# Page text

------------------------------------------------

Pastors' Library

Concise Life of Christ

James Stalker, AMG Publishers, Chattanooga, TN, 2008, 471 pages, ISBN 9780899576992, $17.99, hardcover

More than forty-five years ago this book was on my seminary reading list. I was pleased to see that the book had been revised and updated and issued in a new format. The original volume by James Stalker, the eminent Scottish preacher and theologian, was published in 1891. Footnotes, originally written in German, have been translated by German teacher, Ron Cates. Some punctuation has been revised to make the text more readable.

Stalker divides his work into three sections. The first section, "The Life of Christ," gives us the social, economic, religious, and cultural background into which Jesus the Christ was born. His ministry can be divided into three sections, each comprising approximately a year each. The first year, one of obscurity, was in and around Judea. He taught in Jerusalem and in the parts of Judea. Not much is revealed about His first year.

The second year was one of popular favor. He ministered mostly in the north of the country. He selected His disciples, taught extensively, healed many people, and generally gained the accolades of the masses. His enemies-Pharisees, Sadducees, Herodians-sniped at Him from the edges, but they could not turn popular favor against Him.

During the last year of our Lord's life His enemies grew increasingly hostile. They tried to embarrass Him by hard questions designed to turn the masses against Him. Their plots against Him were finally successful, and He was put to death, but Christ gloriously rose from the dead and then commissioned His followers to spread the Good News throughout the world.

Stalker tells this beautiful story in smooth flowing language that keeps the reader transfixed for the next event.

The second section of the book is titled "Imago Christi-The Example of Jesus Christ." In it, the author surveys the influence of Christ in the home, state, church, and society. Jesus was a worker, soul winner, preacher, teacher, and a student of Scripture.

In his third section, Stalker examines the things Christ taught about Himself. The Lord Jesus revealed Himself as Son of God, Son of Man, Messiah, Redeemer, and Judge.

Glen Jones

Target: All
Type: Life of Christ
Take: Highly Recommended


Founding Faith: Providence, Politics, and the Birth of Religious Freedom in America

Steven Waldman, Random House, 2008, ISBN 9781400064373, 205 pages, $26.00, hardcover.

Most believers would argue that the United States of America was founded as an intentionally and expressly Christian nation by a group of men who, for the most part, believed in God and His Word. Many secularists, on the other hand, contend that the Constitution's general silence on matters of faith shows that the country was founded as a secular republic by Founding Fathers who were highly skeptical of organized religion.

In Founding Faith, Steven Waldman attempts to show that both groups are only half-right in their assessment of the religious aspects of the nation's founding. With thorough scholarship and an engaging style, he contends that the facts have been distorted by the polarized rhetoric of today's culture wars and seeks to present a balanced overview of the (at the time) unheard of ideas of religious freedom that guided the founders' plans.

------------------------------------------------

# Given task 1
Count the lines of the entries that contain the string "holding", matching case exactly, and give only that number.
The book reviews above have no connection to the entries that come after them.

# Entries provided
------------------------------------------------

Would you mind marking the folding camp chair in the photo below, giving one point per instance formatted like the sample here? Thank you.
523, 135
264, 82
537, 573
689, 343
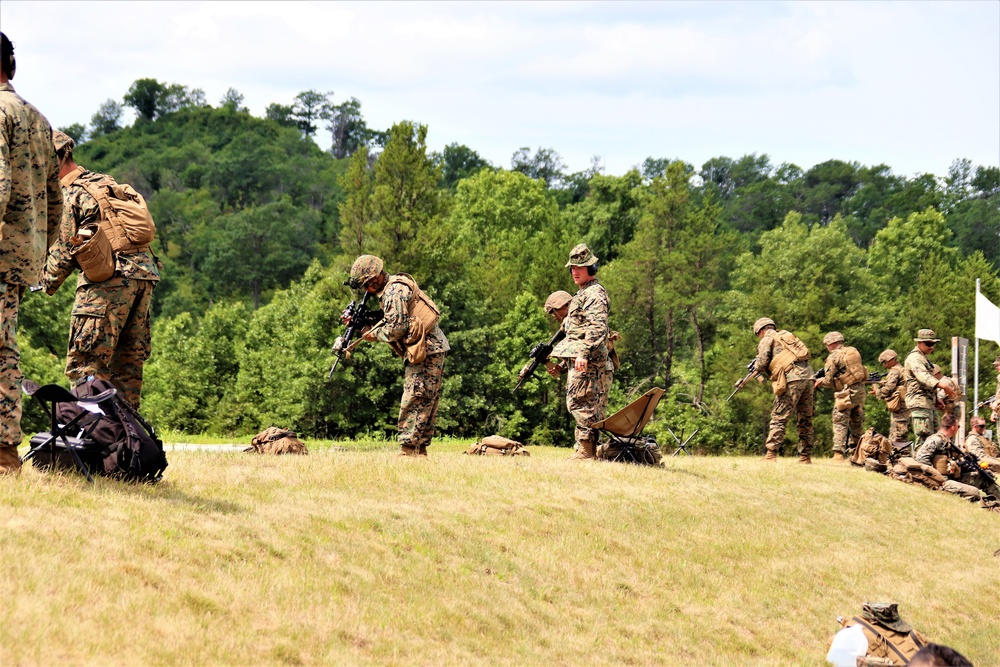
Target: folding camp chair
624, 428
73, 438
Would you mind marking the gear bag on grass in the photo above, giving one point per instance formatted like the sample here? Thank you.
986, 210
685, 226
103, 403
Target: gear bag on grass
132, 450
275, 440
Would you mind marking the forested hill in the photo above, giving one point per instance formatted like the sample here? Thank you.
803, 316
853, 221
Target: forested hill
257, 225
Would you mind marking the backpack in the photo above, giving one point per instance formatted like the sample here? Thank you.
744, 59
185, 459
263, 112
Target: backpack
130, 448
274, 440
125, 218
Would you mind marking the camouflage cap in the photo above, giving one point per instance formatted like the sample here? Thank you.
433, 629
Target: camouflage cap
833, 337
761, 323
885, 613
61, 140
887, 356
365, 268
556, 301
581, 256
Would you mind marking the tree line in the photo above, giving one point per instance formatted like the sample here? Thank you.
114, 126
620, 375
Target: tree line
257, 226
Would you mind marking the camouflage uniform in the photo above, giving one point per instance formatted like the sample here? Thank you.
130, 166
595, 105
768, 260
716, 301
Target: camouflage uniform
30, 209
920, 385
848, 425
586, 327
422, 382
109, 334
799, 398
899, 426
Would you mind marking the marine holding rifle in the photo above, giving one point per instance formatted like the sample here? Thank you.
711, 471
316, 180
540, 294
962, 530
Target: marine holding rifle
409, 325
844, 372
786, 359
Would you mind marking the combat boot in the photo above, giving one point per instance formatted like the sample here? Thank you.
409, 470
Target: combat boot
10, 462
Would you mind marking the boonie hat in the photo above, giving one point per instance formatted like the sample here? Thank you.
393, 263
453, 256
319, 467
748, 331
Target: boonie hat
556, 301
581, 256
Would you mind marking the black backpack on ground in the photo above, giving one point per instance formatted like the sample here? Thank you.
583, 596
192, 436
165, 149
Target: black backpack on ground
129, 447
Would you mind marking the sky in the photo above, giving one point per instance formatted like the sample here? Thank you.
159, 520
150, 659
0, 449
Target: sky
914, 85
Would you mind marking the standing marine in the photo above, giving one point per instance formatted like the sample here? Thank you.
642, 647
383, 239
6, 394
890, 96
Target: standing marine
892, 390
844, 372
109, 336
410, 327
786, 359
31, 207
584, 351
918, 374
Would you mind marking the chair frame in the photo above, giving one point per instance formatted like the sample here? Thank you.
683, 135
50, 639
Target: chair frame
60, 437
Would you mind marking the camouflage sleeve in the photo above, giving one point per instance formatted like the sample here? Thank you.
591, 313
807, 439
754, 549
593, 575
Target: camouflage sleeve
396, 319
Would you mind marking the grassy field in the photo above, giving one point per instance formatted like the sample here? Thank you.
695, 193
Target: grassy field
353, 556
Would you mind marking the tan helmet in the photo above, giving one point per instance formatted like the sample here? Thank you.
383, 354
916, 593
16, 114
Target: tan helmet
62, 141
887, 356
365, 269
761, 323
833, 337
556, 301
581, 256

------------------------------------------------

# Given task 2
Decide whether each statement agrees with the book reviews. Answer yes or no for each, and quote the words from the book reviews that settle it. (a) The original volume by James Stalker was published in 1891. (b) The footnotes were translated by Glen Jones. (c) Founding Faith runs 205 pages.

# Full answer 1
2

# Full answer 2
(a) Yes: "The original volume by James Stalker, the eminent Scottish preacher and theologian, was published in 1891."
(b) No: "Footnotes, originally written in German, have been translated by German teacher, Ron Cates."
(c) Yes: "Steven Waldman, Random House, 2008, ISBN 9781400064373, 205 pages, $26.00, hardcover."